▶ [Document segment]
[START]

Hear ye, hear ye
I formally announce that I am not perfect.
And some days do not know what the hell I am doing
when it comes to being a parent.
But I shall do my best to raise good citizens of this world.
I, Queen of my Household, decree it and make it so.
There, I said it. But admitting and accepting the fact that I could get some things wrongs (but hopefully more things right) when it comes to parenting doesn’t take away the fact that I have some hard decisions and discussions in front of me.
I’ve entered a new stage, or really, I’ve been in this for a little while and it’s just now becoming more prominent with my oldest, H. I’m still early into the parenting stages and I’m not sure I can say I have mastered any of the ones I’ve already experienced.
The Short-Lived Baby Phase: check
The Toddler Phase: Check (our youngest Sweet P just graduated to this phase though I won’t admit it most days.)
The Preschooler Phase: Check (our second son J is mastering this stage at his own pace.)
The Big Kid Phase: And this is where I sit for now. It’s the longest phase I have yet to experience but the underlining stages in this phase will carry over and last a lifetime.
As my six-year-old approaches seven, I’m in what will be the longest phase of my parenting journey — the Life Lesson stage. This is where we will help guide his beliefs. These are the years where he will really start to remember his childhood, and maybe not so much of what was said to him but how someone or something made him feel. How something made him feel matters more than what was actually said. I remember the happy times of my childhood but I remember the stings, too.
We have to do our best as parents to respond to a question or dilemma quickly and hope our response is good enough — psst, it probably is. And if you worry about that kind of stuff, you’re already a great parent. And although, we will mess up and say the wrong thing or make it awkward or too complicated that doesn’t make us a terrible parents — we are perfectly imperfect humans.
H is basically me in male form. He’s soft-hearted, sensitive, inquisitive, goofy and creative. H wants everyone to like him (a trait I passed down.) He does have some unique experiences under him and his toy box isn’t empty, but I wouldn’t call him spoiled. A lucky duck, yes, but some spoiled, entitled child – nope.
When it comes to discussing money, H has a basic concept. He knows you need money to keep the lights on, do fun things, etc., and that mommy and daddy work hard for it.
So earlier this week, I came home from work, feeling tired, more than I usually do (because I’m always tired there are just different levels of it. Can I get a amen?) and my soldier shared that H told our sitter that “grandpa and grandma have money and mom and dad have money and we have more money than you do.”
First thought:”What the hell!!” Second thought: “Where did he get that from?!” Third: “Why does he think we have money?!”
We were in complete shock. It took us, mainly me, a few minutes to assess the situation and how to handle it. We do discuss money around the kids but it’s usually me telling my husband to “watch his P’s and Q’s” and by that I’m really saying to him ” Don’t go on a Wal-Mart or Sam’s Club binge right now.” It should be noted that my soldier LOVES to cook, especially barbecue, and when he goes grocery shopping he magically spends $200 every time he goes in the store. I think they just charge him $200 for walking in.

[END]

▶ [Recorded information]

[START]

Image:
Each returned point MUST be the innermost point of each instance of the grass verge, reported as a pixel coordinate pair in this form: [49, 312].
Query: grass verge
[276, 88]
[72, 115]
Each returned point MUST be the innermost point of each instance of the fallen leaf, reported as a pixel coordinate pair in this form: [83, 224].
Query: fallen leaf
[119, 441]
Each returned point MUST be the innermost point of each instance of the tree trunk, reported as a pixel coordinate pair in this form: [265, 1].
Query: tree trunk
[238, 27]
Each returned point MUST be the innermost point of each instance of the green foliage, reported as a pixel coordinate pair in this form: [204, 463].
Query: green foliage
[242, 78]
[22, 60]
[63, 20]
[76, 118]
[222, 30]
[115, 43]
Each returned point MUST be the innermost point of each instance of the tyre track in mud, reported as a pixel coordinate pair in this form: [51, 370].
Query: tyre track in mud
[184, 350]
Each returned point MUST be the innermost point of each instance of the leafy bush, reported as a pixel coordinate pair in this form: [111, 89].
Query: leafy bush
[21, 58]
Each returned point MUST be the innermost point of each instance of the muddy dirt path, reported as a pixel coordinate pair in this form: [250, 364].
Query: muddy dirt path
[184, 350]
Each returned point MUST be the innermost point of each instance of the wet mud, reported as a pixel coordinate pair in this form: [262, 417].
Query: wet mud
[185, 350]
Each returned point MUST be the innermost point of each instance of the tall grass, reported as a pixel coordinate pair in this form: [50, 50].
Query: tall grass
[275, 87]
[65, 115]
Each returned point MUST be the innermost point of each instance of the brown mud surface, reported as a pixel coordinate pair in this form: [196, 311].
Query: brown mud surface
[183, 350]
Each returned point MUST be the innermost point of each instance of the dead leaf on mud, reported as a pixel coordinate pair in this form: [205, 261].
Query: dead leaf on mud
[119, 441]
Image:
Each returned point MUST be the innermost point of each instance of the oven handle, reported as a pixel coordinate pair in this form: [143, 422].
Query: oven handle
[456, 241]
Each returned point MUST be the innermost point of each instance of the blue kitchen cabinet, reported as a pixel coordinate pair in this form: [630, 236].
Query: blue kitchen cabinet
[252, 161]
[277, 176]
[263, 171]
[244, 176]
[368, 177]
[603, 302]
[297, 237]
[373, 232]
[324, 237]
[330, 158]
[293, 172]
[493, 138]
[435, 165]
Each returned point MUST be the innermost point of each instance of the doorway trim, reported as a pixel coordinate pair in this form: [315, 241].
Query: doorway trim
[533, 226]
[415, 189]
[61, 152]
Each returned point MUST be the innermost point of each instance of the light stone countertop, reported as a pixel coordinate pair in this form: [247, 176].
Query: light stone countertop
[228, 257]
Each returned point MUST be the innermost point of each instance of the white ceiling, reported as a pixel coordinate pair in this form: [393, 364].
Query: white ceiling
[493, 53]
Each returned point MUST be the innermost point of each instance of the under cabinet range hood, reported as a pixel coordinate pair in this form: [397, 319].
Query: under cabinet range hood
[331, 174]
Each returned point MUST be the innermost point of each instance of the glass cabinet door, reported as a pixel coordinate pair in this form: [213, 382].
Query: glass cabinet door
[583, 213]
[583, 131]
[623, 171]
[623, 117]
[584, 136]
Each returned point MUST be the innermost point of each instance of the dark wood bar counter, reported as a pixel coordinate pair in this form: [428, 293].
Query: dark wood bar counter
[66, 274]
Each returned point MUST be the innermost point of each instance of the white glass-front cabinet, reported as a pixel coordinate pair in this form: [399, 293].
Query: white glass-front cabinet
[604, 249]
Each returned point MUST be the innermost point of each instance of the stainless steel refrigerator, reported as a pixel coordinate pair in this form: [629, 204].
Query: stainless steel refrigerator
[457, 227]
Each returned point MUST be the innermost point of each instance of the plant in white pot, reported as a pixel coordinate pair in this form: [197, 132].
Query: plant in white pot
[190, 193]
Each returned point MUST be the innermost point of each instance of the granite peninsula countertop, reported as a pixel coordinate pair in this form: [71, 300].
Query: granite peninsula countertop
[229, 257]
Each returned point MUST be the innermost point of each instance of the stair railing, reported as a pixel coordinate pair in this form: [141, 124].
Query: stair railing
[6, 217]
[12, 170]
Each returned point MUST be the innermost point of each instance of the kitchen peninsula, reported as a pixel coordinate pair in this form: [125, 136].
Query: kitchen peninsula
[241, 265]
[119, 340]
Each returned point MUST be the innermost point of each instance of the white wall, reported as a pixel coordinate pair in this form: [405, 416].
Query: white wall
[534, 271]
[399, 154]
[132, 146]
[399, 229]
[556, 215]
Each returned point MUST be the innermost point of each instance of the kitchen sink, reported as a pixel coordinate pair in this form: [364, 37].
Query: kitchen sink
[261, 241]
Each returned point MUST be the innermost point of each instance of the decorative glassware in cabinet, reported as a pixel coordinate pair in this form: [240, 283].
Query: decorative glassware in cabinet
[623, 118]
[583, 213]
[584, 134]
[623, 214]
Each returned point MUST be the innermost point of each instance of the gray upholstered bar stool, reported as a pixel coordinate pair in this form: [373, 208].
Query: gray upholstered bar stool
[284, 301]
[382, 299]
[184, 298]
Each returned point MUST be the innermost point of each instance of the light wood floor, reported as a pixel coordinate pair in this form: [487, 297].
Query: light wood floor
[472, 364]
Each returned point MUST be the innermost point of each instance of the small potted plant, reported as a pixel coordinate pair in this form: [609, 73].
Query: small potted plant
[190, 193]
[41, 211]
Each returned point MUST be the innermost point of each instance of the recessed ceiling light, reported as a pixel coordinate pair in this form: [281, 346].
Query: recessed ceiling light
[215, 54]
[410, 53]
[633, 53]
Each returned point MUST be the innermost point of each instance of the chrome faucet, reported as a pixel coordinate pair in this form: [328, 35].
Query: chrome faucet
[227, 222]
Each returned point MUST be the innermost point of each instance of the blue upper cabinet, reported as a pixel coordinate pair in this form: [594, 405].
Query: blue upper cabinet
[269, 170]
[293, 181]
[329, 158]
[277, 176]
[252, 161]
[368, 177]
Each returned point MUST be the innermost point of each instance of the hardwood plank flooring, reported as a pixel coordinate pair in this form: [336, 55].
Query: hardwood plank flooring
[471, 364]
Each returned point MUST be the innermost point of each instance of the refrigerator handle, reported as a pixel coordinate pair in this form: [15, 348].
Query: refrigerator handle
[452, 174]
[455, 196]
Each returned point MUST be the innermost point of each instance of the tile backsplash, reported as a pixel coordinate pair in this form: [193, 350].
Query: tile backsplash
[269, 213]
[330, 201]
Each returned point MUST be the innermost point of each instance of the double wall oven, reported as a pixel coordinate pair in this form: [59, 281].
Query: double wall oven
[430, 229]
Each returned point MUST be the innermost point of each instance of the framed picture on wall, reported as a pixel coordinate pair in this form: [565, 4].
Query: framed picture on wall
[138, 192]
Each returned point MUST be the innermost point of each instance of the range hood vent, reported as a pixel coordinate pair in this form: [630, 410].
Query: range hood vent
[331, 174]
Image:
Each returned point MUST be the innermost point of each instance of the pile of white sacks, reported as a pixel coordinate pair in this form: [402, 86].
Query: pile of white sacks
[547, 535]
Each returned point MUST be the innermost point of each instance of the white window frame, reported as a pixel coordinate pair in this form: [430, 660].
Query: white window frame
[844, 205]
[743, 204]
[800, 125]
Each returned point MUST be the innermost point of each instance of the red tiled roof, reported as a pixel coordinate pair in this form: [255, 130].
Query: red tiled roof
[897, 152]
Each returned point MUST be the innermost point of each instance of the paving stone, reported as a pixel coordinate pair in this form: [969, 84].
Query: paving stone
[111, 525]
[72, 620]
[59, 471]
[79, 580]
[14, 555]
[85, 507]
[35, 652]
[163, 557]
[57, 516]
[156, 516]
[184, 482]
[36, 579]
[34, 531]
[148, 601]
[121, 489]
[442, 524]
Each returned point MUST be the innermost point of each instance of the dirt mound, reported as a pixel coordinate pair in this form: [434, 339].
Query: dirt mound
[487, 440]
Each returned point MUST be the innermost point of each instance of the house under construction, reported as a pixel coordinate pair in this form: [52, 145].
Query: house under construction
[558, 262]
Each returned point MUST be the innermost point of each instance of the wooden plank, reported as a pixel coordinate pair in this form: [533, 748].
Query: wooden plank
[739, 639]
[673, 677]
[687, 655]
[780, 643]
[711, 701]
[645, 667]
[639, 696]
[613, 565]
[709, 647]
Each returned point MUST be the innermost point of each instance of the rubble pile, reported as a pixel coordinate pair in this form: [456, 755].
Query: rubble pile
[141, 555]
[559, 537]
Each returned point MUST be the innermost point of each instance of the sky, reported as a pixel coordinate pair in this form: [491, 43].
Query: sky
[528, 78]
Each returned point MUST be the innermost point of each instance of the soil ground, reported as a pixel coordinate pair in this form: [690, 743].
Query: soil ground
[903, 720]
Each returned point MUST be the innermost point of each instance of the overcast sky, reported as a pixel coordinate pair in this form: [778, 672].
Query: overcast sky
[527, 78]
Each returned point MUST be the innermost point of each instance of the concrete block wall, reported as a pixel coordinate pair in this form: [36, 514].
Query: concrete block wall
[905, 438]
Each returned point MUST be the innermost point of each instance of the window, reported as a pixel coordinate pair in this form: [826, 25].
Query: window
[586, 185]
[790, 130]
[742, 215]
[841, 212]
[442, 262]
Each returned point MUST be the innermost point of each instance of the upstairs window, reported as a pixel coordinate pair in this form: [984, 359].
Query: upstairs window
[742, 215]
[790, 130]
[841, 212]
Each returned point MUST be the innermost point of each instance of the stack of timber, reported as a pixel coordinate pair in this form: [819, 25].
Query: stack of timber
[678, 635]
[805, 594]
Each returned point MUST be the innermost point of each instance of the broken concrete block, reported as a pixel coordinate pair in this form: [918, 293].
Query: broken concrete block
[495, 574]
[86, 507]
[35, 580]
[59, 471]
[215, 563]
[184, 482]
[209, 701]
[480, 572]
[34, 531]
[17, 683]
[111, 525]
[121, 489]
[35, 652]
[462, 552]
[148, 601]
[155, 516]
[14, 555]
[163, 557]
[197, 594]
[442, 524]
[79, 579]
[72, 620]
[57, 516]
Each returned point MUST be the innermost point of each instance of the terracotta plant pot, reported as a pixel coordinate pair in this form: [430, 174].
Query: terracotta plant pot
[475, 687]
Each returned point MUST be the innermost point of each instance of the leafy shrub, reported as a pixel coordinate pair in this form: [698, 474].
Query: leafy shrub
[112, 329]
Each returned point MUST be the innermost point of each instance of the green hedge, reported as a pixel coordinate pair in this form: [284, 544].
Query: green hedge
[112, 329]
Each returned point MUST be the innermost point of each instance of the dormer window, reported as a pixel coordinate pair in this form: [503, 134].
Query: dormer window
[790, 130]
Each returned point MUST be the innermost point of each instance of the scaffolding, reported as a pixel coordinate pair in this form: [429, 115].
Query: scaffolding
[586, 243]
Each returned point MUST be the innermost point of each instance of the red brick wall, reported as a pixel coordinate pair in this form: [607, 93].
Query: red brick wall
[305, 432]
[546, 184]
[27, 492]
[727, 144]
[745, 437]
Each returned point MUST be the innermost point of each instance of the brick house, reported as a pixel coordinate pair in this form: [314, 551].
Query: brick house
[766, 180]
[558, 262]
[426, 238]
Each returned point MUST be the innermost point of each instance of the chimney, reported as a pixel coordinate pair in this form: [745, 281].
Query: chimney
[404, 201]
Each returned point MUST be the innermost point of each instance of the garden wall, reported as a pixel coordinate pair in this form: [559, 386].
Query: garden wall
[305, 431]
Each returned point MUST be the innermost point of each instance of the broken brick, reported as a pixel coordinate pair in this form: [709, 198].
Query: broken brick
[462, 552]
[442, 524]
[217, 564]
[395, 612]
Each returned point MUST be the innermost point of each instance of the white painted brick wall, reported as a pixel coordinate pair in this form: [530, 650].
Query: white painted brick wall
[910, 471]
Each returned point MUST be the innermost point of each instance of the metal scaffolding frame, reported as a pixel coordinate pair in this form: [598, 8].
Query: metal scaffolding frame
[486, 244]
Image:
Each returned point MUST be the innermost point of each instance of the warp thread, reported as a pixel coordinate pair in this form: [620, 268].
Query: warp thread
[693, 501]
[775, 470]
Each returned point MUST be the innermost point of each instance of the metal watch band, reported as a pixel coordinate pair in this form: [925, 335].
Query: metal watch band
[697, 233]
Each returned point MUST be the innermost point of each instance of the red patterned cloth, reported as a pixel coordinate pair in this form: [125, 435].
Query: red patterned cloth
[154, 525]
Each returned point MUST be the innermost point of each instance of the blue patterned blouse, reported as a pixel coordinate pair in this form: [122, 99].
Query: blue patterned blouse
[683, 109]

[END]

▶ [To do]
1/ Write out everything in the parenting post from "And some days" down to "make it so.".
2/ In the parenting post, what name is given for the youngest child?
3/ Render this sentence from the parenting post in Spanish: "How something made him feel matters more than what was actually said."
The entries have no connection to the parenting post.

▶ [Responses to the tasks]
1/
And some days do not know what the hell I am doing
when it comes to being a parent.
But I shall do my best to raise good citizens of this world.
I, Queen of my Household, decree it and make it so.

2/ Sweet P

3/ Lo que algo le hizo sentir importa más que lo que realmente se dijo.